AIM OF THE EXERCISE: Reproduce every line of the listing below verbatim, omitting the pictures from your answer.

━━ THE INPUT

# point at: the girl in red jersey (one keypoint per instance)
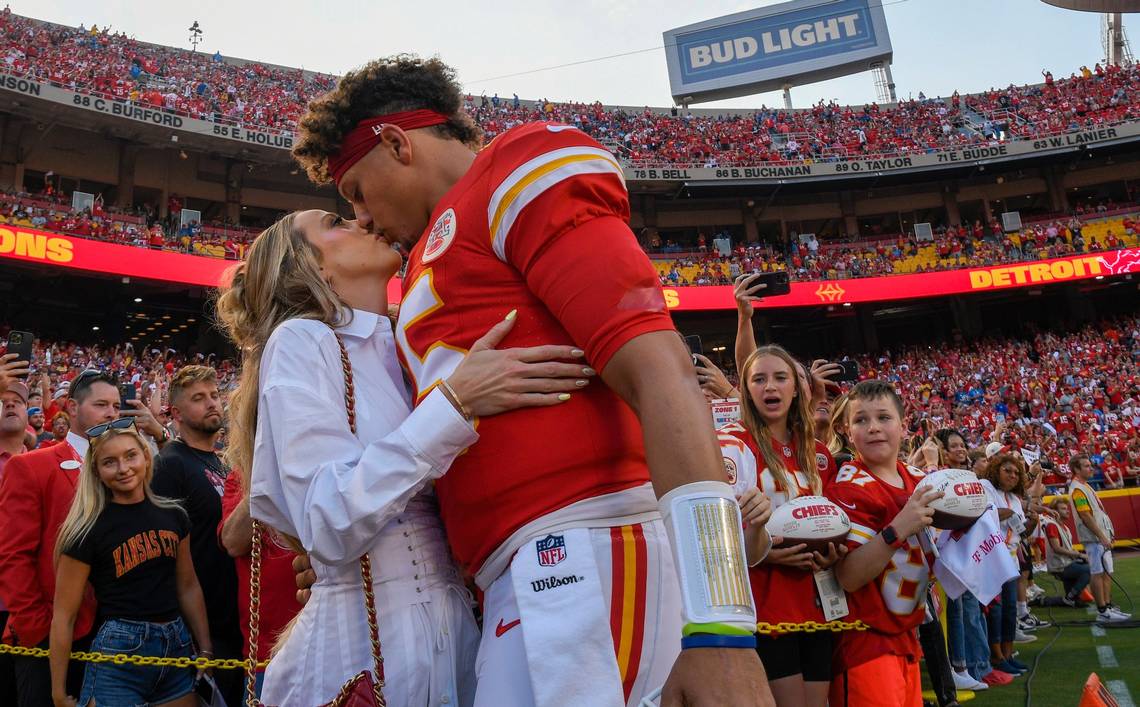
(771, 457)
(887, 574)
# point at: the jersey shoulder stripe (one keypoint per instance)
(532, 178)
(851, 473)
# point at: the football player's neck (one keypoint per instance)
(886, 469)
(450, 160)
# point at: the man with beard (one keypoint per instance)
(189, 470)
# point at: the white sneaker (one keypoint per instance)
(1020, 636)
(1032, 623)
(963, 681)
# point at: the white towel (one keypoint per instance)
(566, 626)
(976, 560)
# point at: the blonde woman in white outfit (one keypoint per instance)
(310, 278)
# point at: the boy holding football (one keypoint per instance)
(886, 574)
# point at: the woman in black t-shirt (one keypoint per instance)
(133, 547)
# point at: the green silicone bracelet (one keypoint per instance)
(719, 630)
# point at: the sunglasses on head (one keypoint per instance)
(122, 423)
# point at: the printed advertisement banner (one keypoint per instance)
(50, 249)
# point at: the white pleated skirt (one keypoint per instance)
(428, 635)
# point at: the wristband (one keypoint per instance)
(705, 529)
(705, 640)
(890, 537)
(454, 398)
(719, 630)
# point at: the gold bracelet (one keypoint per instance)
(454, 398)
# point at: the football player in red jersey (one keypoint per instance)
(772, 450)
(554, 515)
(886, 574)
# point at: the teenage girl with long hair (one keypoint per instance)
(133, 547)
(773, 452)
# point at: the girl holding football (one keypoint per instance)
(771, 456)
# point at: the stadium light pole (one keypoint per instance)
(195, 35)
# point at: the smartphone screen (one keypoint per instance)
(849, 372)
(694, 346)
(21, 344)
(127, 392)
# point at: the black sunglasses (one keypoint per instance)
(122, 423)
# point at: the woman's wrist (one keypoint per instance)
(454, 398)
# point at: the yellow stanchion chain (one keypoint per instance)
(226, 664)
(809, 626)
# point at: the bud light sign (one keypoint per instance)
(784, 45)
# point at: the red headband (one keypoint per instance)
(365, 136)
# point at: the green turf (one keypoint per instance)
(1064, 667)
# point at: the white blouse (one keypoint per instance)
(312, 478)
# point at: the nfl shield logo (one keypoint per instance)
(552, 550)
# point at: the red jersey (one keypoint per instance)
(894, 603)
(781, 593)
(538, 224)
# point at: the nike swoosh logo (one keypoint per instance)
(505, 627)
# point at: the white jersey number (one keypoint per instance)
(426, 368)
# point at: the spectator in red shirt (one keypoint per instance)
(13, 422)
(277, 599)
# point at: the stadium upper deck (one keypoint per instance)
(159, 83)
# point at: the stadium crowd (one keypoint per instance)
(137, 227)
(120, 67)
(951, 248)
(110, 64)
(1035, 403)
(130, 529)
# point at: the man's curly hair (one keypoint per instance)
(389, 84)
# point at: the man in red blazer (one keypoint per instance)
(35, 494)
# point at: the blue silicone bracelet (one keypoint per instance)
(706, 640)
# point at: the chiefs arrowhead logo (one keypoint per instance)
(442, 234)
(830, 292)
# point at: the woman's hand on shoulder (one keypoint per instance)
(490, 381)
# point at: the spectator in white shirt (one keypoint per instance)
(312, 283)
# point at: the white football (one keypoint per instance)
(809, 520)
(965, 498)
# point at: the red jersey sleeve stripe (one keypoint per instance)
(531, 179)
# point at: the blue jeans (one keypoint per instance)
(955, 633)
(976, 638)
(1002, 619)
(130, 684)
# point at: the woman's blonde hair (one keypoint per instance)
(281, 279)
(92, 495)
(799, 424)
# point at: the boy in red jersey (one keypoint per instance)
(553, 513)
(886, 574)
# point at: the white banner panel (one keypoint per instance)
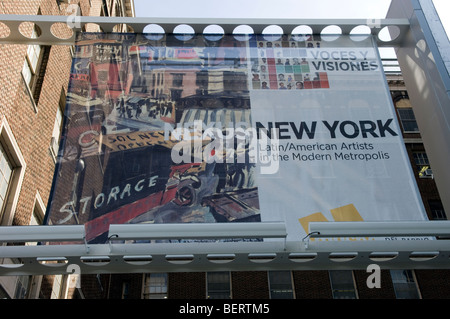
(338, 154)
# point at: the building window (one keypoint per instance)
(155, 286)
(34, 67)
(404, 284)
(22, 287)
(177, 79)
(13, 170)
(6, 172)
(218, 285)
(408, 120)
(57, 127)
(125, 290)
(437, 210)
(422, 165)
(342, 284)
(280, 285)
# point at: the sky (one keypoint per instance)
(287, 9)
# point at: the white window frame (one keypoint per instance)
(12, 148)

━━━━

SOLUTION TO THE PROBLEM:
# point at: the girl in red jersey (one keypoint per instance)
(771, 457)
(887, 574)
# point at: the jersey shoulder stripe (one keypoint per instance)
(532, 178)
(851, 473)
# point at: the football player's neck (one keypoint per instance)
(886, 469)
(450, 160)
# point at: the man with beard (one keypoint per instance)
(189, 470)
# point at: the white sneaker (one keypoint per instance)
(1020, 636)
(1032, 623)
(963, 681)
# point at: the white towel (one keypoint per instance)
(566, 626)
(976, 560)
# point at: the blonde woman in white outfit (one keypoint per instance)
(310, 278)
# point at: the boy holding football (one keypoint per instance)
(886, 574)
# point at: the woman in black t-shirt (one keypoint per instance)
(133, 547)
# point at: the green silicone bracelet (one keypoint per instance)
(719, 630)
# point at: the sunglasses on head (one keypoint per instance)
(122, 423)
# point at: the printed advertisement banner (one keypoint per instance)
(50, 249)
# point at: the white pleated skirt (one keypoint per instance)
(428, 635)
# point at: the wristband (one keypoint per instance)
(705, 529)
(705, 640)
(890, 537)
(454, 398)
(719, 630)
# point at: the gold bracelet (one keypoint per instance)
(454, 398)
# point at: the football player in red jersey (one keypoint per instance)
(772, 450)
(554, 515)
(886, 574)
# point at: the teenage girl with long hair (one keypoint per instance)
(133, 547)
(773, 452)
# point at: the girl holding football (one keypoint per instance)
(771, 456)
# point at: the stadium light pole (one keypoint per instance)
(195, 35)
# point at: the smartphone screen (one keypoint per instance)
(849, 372)
(694, 346)
(21, 344)
(127, 392)
# point at: the black sunglasses (one keypoint per instance)
(122, 423)
# point at: the woman's wrist (one keypoint per instance)
(454, 398)
# point at: the yellow stanchion chain (one keypoint per instance)
(226, 664)
(809, 626)
# point at: the bud light sign (one keypoint per instance)
(784, 45)
# point at: the red headband (one keypoint per instance)
(365, 136)
# point at: the green turf (one keypoint per instance)
(1064, 667)
# point at: the white blouse (one keypoint per instance)
(312, 478)
# point at: the nfl shield logo (one keypoint per instance)
(552, 550)
# point at: the red jersey (one keypoint per instance)
(894, 603)
(781, 593)
(538, 224)
# point at: the nike swoosh logo (one keypoint per instance)
(505, 627)
# point at: the white jersey number (one keypoint per instance)
(426, 368)
# point at: the spectator in red shirt (one keypoint per instance)
(13, 422)
(277, 599)
# point at: the stadium upper deck (one keypoint per instance)
(159, 83)
# point at: the stadium crowd (one keypoint per instance)
(137, 227)
(120, 67)
(951, 248)
(110, 64)
(1035, 403)
(130, 529)
# point at: the man's curly hair (one keypoint per instance)
(389, 84)
# point at: the man in red blazer (one keypoint per instance)
(35, 494)
# point at: the blue silicone bracelet (one keypoint per instance)
(706, 640)
# point at: the chiefs arrowhead logo (one keypoint per instance)
(442, 234)
(830, 292)
# point at: the woman's hand on shoulder (one keypoint per instance)
(490, 381)
# point at: the spectator in white shirt (one keypoint per instance)
(312, 283)
# point at: the white football (one keypoint per instance)
(809, 520)
(965, 498)
# point at: the red jersey sleeve stripe (one keypoint per instance)
(531, 179)
# point at: the blue jeans (one keypoint per instance)
(955, 633)
(976, 638)
(1002, 619)
(130, 684)
# point at: the woman's blonde hair (one keypoint per instance)
(281, 279)
(92, 495)
(799, 424)
# point at: the boy in red jersey (one keypoint per instance)
(553, 513)
(886, 574)
# point at: the white banner panel (one keypoint per instance)
(338, 154)
# point at: the building window (one keypoint per instance)
(155, 286)
(34, 67)
(404, 284)
(22, 287)
(177, 79)
(13, 170)
(6, 172)
(218, 285)
(408, 120)
(57, 127)
(125, 290)
(437, 210)
(422, 165)
(342, 284)
(280, 285)
# point at: the sky (one keypoint per instance)
(287, 9)
# point at: the white window frame (one keypoint per instance)
(12, 148)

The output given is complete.